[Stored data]

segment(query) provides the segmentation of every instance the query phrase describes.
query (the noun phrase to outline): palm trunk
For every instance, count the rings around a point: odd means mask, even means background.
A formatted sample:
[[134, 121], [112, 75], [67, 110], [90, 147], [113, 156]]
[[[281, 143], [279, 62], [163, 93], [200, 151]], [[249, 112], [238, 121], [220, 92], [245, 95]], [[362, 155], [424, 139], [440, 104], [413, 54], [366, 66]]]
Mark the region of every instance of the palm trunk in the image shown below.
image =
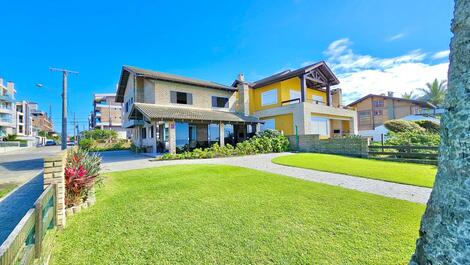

● What is expected:
Going through the data above, return each line with the word "phrase".

● Exercise response:
segment(query) provides the segmentation of every instance the query phrase describes.
query (the noun phrase to outline): palm trunk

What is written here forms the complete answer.